The problem >>
How many lines in the material below contain the word "white"? Give only the number.
══════════════════════════════
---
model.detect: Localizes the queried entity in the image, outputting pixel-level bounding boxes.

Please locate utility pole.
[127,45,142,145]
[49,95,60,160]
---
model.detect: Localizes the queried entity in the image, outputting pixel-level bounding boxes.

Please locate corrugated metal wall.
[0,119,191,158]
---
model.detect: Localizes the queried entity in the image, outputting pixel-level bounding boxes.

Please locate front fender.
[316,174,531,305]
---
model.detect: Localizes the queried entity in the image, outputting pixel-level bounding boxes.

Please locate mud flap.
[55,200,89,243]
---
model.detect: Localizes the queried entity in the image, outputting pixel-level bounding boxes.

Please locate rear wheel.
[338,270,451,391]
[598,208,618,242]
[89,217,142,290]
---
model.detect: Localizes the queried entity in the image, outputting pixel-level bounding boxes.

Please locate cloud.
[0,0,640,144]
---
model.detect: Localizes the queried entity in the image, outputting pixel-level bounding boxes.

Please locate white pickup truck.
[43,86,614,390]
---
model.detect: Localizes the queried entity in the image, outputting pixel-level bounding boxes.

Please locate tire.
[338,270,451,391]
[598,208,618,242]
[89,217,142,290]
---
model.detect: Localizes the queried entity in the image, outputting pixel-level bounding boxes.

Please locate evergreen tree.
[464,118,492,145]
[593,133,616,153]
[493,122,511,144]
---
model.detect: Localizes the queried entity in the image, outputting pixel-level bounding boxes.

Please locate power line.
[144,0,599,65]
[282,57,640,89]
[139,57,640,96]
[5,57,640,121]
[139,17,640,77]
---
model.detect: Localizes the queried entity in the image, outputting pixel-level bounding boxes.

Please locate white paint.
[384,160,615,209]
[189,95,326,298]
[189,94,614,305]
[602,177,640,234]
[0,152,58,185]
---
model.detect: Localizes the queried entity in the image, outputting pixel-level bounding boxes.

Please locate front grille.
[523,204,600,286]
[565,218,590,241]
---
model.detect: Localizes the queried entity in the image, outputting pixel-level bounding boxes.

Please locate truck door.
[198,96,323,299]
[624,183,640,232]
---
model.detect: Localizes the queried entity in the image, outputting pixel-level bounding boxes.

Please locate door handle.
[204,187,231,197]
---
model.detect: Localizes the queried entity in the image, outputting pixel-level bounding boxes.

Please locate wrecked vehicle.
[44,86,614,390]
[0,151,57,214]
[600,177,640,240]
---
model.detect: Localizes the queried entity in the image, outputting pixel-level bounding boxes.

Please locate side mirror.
══════════════════════════════
Result of this exercise >>
2